* EXTRACT:
>>
China Manufacturing and Distribution Acquisition
On September 30, 2013, the company acquired certain assets from Dongguan Sun Hing Steel Furniture Factory Ltd (DGSH) which together, constituted the acquisition of a business. The acquired business is a manufacturing and distribution operation in Dongguan, China, where product sold under the POSH trade name are produced. Subject to the finalization of certain post-closing adjustments, consideration transferred to acquire the net assets of DGSH consisted of $8.2 million in cash, of which $6.7 million was paid during the second and third quarters of fiscal 2014. The final payment is expected to be made within the next 12 months. The company is still finalizing information related to the valuation of the assets acquired and expects to finalize these matters within the measurement period.

Maharam Acquisition
On April 23, 2013, the company entered into an agreement to purchase Maharam Fabric Corporation, a New York-based, global designer and provider of high quality interior textiles for commercial, healthcare, and residential interiors. The company pursued the acquisition of Maharam in order to reinforce and accelerate Herman Miller’s Specialty and Consumer initiative and support further opportunities in commercial markets.

The company closed the transaction on April 29, 2013 for consideration of $155.8 million. As a result of the transaction, 100 percent of the voting equity interests of Maharam were acquired. Furthermore, the company estimates it will receive future tax benefits with a present value of approximately $20 million. The allocation of the purchase price was finalized during the fourth quarter of fiscal 2014. The following table summarizes the fair values of the assets acquired and the liabilities assumed from Maharam on April 29, 2013:
Assets Acquired and Liabilities Assumed on April 29, 2013
(In millions)
Fair Value
Purchase price
$
155.8

Fair value of the assets acquired
 
Accounts receivable
11.1

Inventory
14.1

Other current assets
4.4

Investments in nonconsolidated affiliates
4.3

Other intangible assets
42.4

Goodwill
80.7

Property
12.1

Long term deferred tax asset
1.6

Other assets
0.2

Total assets acquired
170.9

Fair value of liabilities assumed
 
Accounts payable
6.5

Current deferred tax liabilities
1.6

Accrued compensation and benefits
4.7

Other accrued liabilities
1.0

Other long term liabilities
1.3

Total liabilities assumed
15.1

Net assets acquired
$
155.8



The goodwill stemming from the transaction in the amount of $80.7 million was recorded as "Goodwill" in the Consolidated Balance Sheet and allocated to the North American Furniture Solutions and the Specialty and Consumer reportable segments. The amounts were allocated based on the expected synergies to be realized by the reportable segments that will benefit from combining the operations of Maharam into the company. The goodwill amounts allocated to the reportable segments were as follows:
Goodwill Segment Allocation as of April 29, 2013
(In millions)
<<
* YOUR TASKS:
a) In the acquisitions extract, on what date did the company close the Maharam transaction?
b) Please write what follows in the acquisitions extract, picking up right after its final line.

* RECORD SET:
>>
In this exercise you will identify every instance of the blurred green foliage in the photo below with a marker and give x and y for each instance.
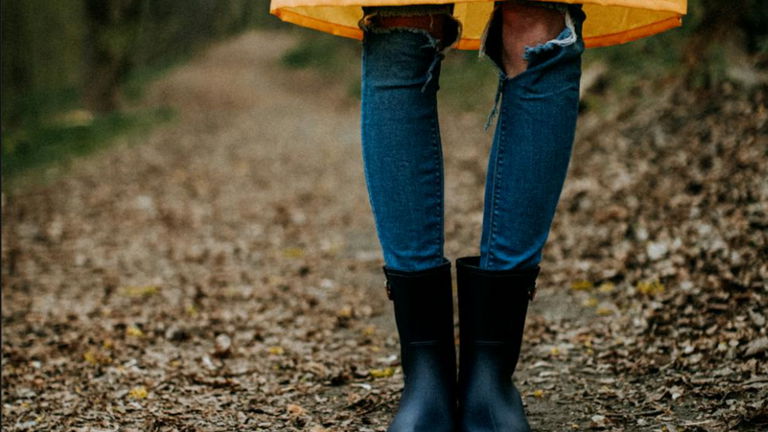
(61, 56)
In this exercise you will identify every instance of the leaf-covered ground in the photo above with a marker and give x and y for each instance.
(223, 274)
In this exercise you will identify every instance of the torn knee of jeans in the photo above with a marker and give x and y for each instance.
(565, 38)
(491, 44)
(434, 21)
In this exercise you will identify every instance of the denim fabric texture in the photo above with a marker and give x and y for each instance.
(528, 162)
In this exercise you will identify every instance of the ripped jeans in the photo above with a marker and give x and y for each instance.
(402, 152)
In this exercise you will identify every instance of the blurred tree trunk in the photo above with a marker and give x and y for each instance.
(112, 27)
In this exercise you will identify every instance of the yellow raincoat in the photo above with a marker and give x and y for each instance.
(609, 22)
<<
>>
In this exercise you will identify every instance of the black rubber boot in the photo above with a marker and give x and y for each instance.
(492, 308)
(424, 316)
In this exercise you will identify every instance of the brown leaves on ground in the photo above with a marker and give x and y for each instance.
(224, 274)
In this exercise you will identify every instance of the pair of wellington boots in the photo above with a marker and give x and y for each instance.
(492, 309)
<<
>>
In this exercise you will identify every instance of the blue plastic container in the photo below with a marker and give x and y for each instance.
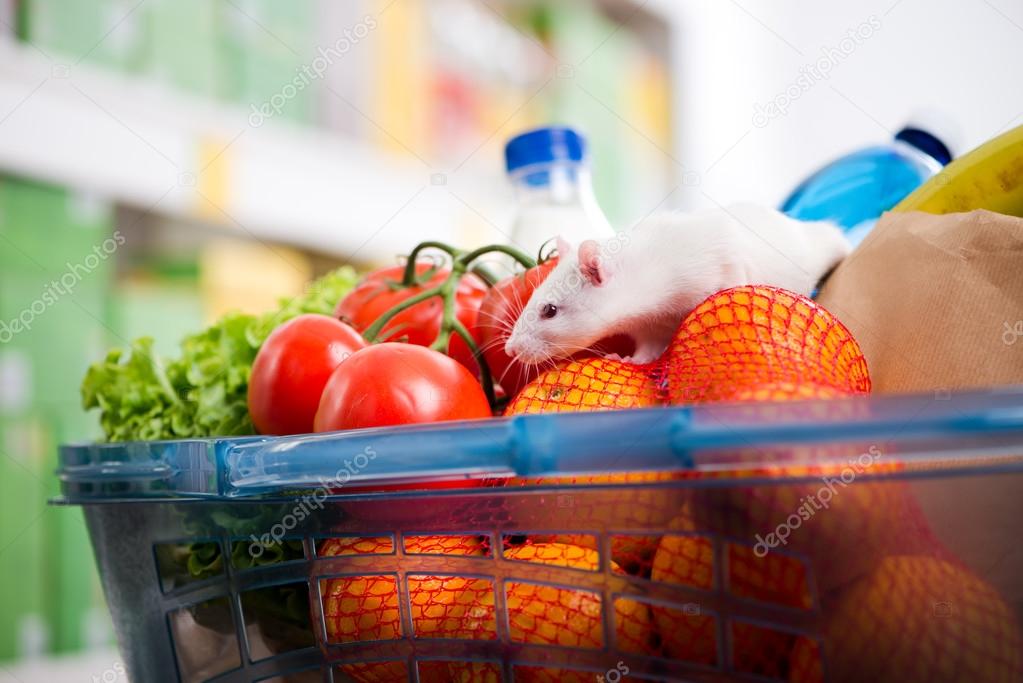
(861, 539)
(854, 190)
<<
* ANSWERS BELOW:
a) April 29, 2013

b)
Fair Value
North American Furniture Solutions
$
31.9

Specialty and Consumer
48.8

Total Goodwill
$
80.7



Intangible assets acquired as a result of the April 29, 2013 acquisition of Maharam were valued at $42.4 million. These amounts are reflected in the values presented in the table below:
Intangible Assets Acquired on April 29, 2013
 
(In millions)
Fair Value
Useful Life
Trade name
$
23.0

Indefinite
Designs and patterns
3.1

5
Specifier and customer relationships
16.0

15
Non-compete agreements
0.3

2
Total Intangibles Acquired
$
42.4

 


POSH Acquisition
On April 3, 2012, the company acquired Sun Hing POSH Holdings Limited (POSH). POSH is a Hong Kong-based designer, and distributor of office furniture systems, freestanding furniture, seating, and filing and storage with distribution in Hong Kong and China. The total purchase price to acquire POSH was approximately $58.9 million, which included $48.8 million in net cash and contingent consideration valued at $10.1 million.

During fiscal 2014, the portion of the contingent consideration that was related to the targeted sales growth of POSH was reduced by $2.6 million. The benefit of this change in value is reflected within “Total operating expenses” in the Consolidated Statements of Comprehensive Income. Since the acquisition of POSH, payments of $1.4 million have been made related to the contingent consideration obligation. The remaining contingent consideration will be in the form of a cash payment, which the company currently estimates to be $4.1 million. This payment is expected to be made in the next twelve months.

The company acquired assets valued at $15.8 million, consisting primarily of cash, accounts receivable, inventory and property and equipment, and acquired liabilities valued at $8.6 million. The company also established a deferred tax liability of $4.9 million. Resulting goodwill, indefinite-lived intangibles, and amortizable intangibles were $34.5 million, $19.9 million, and $8.9 million, respectively. The allocation of the purchase price was finalized during the third quarter of fiscal 2013 and the amounts included above are final. POSH is reported within the ELA Furniture Solutions reportable operating segment.

Divestitures
During fiscal 2014, the company completed the sale of four wholly-owned contract furniture dealerships. The sale of these dealerships, that were located in Canada, Arkansas, Oregon, and Oklahoma, was not material to the consolidated financial statements. A gain on sale of $1.3 million was recognized as a result of the sale of the Oklahoma dealership.

During fiscal 2013, the company completed the sale of one wholly-owned contract furniture dealership in Florida, the impact of which was not material to the consolidated financial statements.

During fiscal 2012, the company completed the sale of three wholly-owned contract furniture dealerships. The sale of these dealerships, that were located in Texas, Colorado, and California, was not material to the consolidated financial statements.